» **Given text**
_ _ _ _ _ _ _

Apparently I’m famous (infamous?) now in the campus libraries on account of my little temper tantrum the other day. Nathan Williams, our Assistant-über-librarian (Rebecca Vargha is the über-librarian), because he enjoys a challenge, offered to track down the 5 books I couldn’t find in the libraries, with the comment:
If you find an electronic resource that will make this offer, please let me know.
Ok, he’s got me there. No electronic resource is likely to be doing my legwork any time soon. And he got me 4 out of 5 books. He’s a miracle worker, that Nathan. And clearly more of a lateral thinker than I am. I publicly announce that he deserves a raise.
In an amusing side note, when I went to pick up 2 of these books from the Undergrad library, they came with a plastic bag. I expressed surprise about this to the librarian at the circ desk & his comment was, well, it’s for the rain. (It was snowing & raining earlier today… in March, in NC. It’s the end of the world as we know it.) But I noticed that none of the other books on the hold shelf came with bags. Nathan tells me it was the UL librarian’s idea, to demonstrate how committed they are to personalized service. How sweet! Of course, if they really wanted to deliver personalized service, they would have delivered the books to my office …but (to paraphrase Joe Janes) that’s another rant.

_ _ _ _ _ _ _

» **Dataset**
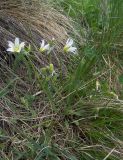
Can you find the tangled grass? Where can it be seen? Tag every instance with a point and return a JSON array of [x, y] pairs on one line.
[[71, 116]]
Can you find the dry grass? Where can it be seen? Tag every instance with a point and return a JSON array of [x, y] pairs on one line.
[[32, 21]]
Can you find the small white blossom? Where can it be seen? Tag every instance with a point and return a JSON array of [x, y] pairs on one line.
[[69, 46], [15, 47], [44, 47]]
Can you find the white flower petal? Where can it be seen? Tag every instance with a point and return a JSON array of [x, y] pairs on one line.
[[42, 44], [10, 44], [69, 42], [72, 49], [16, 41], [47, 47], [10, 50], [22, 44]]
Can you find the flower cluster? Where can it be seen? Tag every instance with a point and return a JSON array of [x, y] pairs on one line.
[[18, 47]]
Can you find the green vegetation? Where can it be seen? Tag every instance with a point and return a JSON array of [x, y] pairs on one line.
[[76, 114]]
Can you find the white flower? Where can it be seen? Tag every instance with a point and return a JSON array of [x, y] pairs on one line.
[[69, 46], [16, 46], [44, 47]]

_ _ _ _ _ _ _

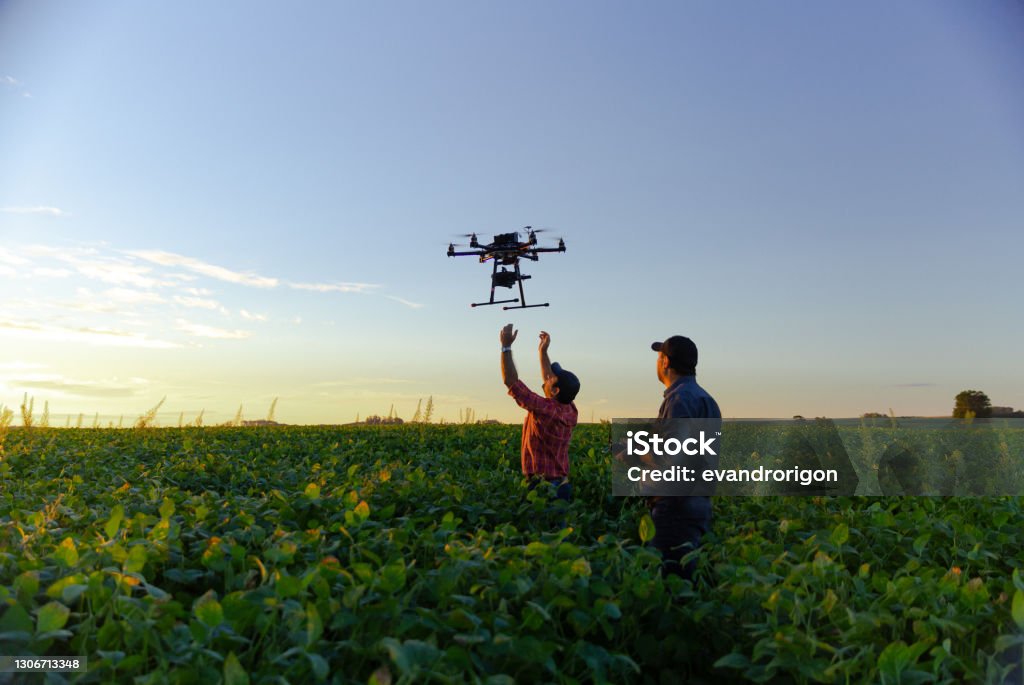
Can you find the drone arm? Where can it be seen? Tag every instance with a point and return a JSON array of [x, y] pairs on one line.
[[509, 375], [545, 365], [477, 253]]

_ _ _ _ _ _ _

» **Stated problem A**
In the library blog post, why does the writer admit "he's got me there" after Nathan's comment? Answer in one to three sentences.
» **Stated problem B**
Carry on the library blog post from after its last sentence.
You won't need the records for this.

» **Task output A**
Nathan said to let him know if an electronic resource ever makes an offer like his, and the writer agrees that no electronic resource is likely to do the writer's legwork any time soon.

» **Task output B**
In the interest of full disclosure, and because I know this question is just eating you up, here are the 5 titles that started all this ruckus, and the reasons why I couldn’t find them:
- The Constitution of Society, Anthony Giddens. All copies are checked out. So I’ll have recall it & annoy whoever has it now.
- The Psychology of Place, David Canter. Was on a shelving cart, so had been checked in but not yet reshelved.
- The Handbook of Information Systems Research, Michael Whitman. This one was my fault: it’s in the SILS library collection & not in Davis after all. So that was my bad, for not jotting down which library the book was in. Of course, if it had a Z call number, that would have been a dead giveaway. Instead it’s a T. In fact, come to think of it, I challenge the LC classification scheme. This title has the call number T58.6, Management information systems, which I think is inaccurate, or at least not the full story. I think there should be a Theory & Methodology subdivision under T, or better still, under Z. Any why isn’t there, anyway? There’s precedent: HA29-32, Theory and method of social science statistics. HG8779-8793, Statistical theory and methodology applied to insurance, for crying out loud.
- The Plot Against America, Philip Roth. All but one copy of this title was out. The one copy that was available was in the UL Browsing collection, which is separate & on a different floor from the main collection, so I never thought to look there. On the one hand this is my fault, but on the other hand this is a fairly serious usability issue: if I, who know how to read an OPAC record, didn’t notice this, what chance that an undergrad would?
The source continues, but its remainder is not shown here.